TASK TO CARRY OUT:
Reproduce the data below word for word, starting with the line that contains "Study the photograph above. For every instance of the elephant" and going on through the line that contains "Study the photograph above. For every instance of the distant", with both of those lines included.

# Start of INPUT

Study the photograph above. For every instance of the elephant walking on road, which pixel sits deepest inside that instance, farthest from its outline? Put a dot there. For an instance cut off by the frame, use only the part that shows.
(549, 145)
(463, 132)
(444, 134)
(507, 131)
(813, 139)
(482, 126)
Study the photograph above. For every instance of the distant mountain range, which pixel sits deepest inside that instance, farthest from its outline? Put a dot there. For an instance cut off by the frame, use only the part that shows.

# End of INPUT
# Start of INPUT

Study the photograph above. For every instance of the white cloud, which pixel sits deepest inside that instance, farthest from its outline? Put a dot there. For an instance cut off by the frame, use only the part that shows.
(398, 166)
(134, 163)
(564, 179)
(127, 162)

# End of INPUT
# Start of INPUT

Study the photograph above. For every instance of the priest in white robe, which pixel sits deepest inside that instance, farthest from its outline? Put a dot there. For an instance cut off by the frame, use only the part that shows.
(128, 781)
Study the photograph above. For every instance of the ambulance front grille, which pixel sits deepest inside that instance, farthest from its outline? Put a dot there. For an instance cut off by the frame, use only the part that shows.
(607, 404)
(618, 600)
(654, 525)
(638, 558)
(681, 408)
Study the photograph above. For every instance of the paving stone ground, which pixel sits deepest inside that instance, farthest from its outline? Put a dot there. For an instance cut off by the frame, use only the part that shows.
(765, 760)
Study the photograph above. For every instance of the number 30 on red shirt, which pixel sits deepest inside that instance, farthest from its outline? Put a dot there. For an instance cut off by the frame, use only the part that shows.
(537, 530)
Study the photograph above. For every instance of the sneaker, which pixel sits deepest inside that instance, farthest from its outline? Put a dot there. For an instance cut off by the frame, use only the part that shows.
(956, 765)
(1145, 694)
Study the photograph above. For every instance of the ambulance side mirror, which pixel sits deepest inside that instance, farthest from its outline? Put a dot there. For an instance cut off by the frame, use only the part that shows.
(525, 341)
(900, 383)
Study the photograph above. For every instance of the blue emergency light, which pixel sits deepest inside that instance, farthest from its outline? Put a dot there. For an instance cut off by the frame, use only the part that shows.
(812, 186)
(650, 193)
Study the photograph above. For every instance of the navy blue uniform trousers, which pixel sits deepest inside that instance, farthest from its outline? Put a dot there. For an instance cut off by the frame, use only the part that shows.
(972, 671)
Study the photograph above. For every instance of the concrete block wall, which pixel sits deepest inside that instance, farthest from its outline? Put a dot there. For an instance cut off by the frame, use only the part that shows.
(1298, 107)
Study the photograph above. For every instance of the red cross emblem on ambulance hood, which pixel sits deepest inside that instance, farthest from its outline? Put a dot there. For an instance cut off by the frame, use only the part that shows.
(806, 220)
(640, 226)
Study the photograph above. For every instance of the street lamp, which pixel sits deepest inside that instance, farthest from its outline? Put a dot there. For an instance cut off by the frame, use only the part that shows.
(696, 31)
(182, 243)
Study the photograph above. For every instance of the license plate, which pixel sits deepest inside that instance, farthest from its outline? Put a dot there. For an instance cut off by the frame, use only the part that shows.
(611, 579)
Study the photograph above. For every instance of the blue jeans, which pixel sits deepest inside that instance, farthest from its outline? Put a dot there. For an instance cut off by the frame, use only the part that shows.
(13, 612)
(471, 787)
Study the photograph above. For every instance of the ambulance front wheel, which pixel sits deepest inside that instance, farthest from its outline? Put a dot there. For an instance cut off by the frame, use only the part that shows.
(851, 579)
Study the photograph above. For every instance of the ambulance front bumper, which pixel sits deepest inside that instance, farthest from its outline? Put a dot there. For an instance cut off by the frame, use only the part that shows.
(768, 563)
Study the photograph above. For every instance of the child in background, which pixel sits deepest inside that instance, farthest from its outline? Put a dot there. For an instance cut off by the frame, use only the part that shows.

# End of INPUT

TASK ANSWER:
Study the photograph above. For every instance of the elephant walking on road, which pixel sits deepest inside that instance, farthest from its outline? Put a dot there. For an instance cut off by the frame, use only the part that shows.
(549, 145)
(463, 132)
(444, 134)
(507, 131)
(813, 139)
(482, 126)
Study the photograph above. For every instance of the distant mountain range, which pixel sits deepest inside that instance, farthest from its outline? Put a dot there. For an instance cut off by the frame, use only the part that shows.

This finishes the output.